__Instructions for the task__. Recast the material from the line containing "# test: pointer marks the tail" through the end as a Markdown table with two columns, Row and Line, giving each line a row number and leaving out blank lines.

__Record list__.
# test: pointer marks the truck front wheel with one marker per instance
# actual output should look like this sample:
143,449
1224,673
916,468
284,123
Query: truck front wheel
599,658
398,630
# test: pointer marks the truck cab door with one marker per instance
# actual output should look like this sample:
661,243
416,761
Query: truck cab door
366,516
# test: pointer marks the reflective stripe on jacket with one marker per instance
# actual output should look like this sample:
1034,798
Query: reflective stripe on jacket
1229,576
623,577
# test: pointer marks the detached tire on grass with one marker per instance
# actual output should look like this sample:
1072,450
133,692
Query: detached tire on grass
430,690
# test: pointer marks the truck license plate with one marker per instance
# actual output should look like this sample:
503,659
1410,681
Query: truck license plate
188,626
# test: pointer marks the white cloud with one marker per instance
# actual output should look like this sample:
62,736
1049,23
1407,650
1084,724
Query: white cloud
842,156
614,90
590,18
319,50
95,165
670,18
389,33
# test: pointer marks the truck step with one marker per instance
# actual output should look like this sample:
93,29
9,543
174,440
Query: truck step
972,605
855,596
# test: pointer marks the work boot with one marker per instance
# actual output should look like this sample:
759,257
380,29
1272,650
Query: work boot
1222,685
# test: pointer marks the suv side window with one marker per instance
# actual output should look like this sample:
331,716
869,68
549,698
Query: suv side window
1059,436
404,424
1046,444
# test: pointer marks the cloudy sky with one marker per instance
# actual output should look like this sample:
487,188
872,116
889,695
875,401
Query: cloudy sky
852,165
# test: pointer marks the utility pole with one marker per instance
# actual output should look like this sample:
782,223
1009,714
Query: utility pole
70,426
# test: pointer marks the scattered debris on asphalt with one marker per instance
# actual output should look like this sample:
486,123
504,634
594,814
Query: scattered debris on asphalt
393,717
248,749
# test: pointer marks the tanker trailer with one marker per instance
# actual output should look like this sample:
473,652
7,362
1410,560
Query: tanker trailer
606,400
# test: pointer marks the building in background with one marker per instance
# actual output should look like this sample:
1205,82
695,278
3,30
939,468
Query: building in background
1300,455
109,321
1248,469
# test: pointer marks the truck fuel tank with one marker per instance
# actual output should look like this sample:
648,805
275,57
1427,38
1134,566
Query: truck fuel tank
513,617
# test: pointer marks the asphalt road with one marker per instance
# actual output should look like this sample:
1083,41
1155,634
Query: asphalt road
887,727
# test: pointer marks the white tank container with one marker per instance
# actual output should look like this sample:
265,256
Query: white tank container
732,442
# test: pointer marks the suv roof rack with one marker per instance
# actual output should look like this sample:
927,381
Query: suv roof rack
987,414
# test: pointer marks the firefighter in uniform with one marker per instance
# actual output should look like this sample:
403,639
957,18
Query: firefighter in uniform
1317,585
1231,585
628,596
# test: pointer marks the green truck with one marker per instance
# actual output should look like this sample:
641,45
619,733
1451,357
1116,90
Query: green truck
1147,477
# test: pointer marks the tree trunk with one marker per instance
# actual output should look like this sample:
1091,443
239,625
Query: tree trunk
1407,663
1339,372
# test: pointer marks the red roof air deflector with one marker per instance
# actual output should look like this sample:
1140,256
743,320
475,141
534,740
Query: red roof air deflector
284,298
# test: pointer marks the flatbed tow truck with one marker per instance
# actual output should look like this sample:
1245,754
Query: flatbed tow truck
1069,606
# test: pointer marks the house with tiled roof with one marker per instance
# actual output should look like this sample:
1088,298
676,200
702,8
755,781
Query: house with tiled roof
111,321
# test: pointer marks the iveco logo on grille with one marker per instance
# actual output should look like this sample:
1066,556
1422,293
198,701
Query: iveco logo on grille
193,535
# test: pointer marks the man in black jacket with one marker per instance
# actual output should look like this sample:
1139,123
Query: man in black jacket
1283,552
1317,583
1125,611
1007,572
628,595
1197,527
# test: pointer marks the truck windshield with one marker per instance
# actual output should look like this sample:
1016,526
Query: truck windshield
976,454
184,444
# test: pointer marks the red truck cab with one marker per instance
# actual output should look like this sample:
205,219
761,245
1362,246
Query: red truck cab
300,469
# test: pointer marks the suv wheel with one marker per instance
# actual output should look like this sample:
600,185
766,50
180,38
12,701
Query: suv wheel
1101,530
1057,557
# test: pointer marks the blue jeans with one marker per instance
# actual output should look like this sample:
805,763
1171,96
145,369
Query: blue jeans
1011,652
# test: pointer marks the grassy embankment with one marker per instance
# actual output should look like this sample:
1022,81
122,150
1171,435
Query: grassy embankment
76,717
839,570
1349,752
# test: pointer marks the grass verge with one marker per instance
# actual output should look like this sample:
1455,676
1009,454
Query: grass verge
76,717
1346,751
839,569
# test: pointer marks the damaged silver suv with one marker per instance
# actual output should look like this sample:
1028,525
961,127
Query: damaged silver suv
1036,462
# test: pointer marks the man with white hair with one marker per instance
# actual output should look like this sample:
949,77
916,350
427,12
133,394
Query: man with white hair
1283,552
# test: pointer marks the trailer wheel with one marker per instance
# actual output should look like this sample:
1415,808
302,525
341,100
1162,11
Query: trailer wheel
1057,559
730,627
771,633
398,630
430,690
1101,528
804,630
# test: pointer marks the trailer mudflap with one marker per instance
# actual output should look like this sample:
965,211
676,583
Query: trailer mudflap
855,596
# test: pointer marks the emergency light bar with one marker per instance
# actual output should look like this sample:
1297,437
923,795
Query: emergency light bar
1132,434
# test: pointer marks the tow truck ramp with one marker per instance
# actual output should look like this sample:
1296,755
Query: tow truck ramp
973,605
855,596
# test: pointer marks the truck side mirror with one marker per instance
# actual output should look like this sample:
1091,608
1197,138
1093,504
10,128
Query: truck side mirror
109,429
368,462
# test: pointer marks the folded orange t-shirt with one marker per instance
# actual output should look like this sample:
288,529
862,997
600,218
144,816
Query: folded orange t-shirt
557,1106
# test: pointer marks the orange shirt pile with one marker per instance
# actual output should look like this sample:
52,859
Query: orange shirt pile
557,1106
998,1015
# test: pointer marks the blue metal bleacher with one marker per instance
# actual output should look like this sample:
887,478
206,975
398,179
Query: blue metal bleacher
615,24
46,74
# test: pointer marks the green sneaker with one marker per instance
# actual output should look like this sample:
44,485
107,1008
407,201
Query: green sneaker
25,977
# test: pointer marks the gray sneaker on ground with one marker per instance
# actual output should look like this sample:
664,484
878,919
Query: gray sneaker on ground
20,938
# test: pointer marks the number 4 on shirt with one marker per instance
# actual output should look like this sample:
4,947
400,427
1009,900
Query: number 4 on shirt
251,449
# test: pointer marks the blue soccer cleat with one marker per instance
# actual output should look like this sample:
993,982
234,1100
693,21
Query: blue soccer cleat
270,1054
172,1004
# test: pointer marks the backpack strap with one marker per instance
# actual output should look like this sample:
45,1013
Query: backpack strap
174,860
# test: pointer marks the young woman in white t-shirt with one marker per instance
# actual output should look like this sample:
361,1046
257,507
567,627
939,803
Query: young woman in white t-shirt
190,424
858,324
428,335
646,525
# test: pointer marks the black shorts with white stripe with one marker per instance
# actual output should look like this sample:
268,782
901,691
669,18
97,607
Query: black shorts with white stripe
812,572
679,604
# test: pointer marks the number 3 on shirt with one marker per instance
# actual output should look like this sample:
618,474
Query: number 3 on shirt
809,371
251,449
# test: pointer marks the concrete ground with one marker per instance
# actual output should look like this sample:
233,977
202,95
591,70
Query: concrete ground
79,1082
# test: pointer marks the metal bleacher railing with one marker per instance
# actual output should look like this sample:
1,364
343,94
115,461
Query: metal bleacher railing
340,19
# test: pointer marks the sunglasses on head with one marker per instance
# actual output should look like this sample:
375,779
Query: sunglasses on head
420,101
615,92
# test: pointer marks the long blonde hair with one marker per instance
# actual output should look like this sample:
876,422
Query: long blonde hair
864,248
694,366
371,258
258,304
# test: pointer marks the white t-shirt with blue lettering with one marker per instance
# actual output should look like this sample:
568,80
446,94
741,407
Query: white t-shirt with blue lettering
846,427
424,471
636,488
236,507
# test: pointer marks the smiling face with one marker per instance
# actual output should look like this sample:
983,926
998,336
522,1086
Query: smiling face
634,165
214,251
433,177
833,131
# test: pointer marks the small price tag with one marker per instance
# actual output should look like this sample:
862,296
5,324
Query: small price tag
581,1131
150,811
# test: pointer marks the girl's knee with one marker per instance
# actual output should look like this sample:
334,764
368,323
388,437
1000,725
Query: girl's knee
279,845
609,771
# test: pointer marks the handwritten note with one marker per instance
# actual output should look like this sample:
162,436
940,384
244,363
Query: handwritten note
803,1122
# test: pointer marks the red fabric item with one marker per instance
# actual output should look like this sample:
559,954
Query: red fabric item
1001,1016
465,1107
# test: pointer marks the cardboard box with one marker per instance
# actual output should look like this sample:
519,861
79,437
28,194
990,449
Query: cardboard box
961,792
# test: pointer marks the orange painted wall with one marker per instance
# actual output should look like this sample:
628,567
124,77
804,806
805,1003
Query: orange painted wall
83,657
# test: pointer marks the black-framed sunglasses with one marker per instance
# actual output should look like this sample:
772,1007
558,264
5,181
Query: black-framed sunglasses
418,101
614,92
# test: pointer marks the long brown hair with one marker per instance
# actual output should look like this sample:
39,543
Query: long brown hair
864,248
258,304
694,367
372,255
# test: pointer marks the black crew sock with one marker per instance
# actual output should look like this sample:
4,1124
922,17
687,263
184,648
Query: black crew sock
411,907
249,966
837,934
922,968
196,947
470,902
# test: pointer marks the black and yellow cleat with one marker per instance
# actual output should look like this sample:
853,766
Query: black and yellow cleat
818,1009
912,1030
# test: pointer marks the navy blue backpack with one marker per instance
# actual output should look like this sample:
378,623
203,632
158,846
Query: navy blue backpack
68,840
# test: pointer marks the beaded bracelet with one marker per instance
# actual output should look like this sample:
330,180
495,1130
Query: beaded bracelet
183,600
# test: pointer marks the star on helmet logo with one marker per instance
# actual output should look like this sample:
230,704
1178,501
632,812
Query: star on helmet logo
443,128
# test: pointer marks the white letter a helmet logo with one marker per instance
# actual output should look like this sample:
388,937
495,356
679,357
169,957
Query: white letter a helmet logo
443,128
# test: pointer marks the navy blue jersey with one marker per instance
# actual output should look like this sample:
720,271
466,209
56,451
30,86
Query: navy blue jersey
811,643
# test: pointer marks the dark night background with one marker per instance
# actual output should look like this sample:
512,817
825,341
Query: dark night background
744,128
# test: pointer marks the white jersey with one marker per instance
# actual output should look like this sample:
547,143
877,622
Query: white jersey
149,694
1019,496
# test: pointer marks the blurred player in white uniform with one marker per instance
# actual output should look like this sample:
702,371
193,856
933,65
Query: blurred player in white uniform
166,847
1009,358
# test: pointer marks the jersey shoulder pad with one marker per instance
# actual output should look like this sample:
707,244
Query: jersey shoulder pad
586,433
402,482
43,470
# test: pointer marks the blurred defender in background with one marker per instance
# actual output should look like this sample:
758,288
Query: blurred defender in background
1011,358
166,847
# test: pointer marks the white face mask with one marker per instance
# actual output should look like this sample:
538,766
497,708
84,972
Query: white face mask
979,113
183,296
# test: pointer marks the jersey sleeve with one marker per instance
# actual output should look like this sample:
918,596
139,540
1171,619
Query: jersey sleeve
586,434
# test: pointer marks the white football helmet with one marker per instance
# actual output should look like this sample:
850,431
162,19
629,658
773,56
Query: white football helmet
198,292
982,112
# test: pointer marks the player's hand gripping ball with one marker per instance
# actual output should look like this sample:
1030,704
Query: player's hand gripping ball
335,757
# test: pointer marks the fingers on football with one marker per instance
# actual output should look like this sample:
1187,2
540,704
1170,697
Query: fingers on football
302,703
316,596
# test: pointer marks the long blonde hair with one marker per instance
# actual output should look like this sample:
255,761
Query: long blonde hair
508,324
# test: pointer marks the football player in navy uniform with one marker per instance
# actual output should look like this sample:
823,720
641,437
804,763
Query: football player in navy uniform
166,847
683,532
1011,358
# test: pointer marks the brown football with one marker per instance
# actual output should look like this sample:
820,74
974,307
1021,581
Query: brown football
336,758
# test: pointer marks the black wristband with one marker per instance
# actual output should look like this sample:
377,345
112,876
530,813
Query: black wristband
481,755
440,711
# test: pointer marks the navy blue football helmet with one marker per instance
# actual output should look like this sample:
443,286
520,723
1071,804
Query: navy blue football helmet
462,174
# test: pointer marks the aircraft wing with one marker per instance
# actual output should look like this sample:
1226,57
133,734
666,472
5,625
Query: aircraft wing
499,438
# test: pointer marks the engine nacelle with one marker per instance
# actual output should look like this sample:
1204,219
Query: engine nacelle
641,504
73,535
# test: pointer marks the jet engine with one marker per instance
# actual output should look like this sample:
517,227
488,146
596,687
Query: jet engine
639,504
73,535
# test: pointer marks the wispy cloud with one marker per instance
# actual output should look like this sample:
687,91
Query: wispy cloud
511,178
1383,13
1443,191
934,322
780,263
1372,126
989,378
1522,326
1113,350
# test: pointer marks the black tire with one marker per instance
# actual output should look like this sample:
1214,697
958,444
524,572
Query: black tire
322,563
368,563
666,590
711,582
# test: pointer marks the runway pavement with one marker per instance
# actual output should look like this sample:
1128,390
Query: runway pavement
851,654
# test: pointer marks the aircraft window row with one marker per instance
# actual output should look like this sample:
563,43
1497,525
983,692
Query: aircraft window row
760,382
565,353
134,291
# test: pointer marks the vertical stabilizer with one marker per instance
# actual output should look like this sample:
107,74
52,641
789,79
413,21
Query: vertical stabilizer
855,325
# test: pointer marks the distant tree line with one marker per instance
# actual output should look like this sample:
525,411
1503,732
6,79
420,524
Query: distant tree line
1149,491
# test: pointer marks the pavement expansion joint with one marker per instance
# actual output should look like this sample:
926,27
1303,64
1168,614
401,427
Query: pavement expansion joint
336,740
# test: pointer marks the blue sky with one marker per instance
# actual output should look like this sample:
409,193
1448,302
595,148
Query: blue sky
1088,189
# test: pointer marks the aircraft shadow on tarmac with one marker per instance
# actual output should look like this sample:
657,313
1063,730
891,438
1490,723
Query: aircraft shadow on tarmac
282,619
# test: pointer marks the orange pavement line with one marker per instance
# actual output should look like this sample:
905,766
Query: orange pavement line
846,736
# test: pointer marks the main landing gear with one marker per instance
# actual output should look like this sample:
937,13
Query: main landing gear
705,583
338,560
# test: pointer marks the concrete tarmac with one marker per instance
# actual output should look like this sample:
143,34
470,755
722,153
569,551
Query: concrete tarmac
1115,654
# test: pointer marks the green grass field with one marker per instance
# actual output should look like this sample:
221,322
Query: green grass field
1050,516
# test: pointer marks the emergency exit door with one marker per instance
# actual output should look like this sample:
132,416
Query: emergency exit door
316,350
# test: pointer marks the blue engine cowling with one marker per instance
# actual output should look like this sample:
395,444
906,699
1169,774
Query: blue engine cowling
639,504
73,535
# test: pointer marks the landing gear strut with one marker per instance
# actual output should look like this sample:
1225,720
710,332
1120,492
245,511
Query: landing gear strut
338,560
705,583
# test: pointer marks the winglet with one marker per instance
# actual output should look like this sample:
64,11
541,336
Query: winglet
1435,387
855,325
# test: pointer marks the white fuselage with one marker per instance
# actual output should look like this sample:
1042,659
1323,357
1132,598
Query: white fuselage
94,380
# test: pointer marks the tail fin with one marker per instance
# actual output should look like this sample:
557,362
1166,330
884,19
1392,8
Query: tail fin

__Final answer__.
| Row | Line |
|---|---|
| 1 | # test: pointer marks the tail fin with one marker per instance |
| 2 | # actual output should look like this sample: |
| 3 | 557,362 |
| 4 | 1166,330 |
| 5 | 884,19 |
| 6 | 1392,8 |
| 7 | Query: tail fin |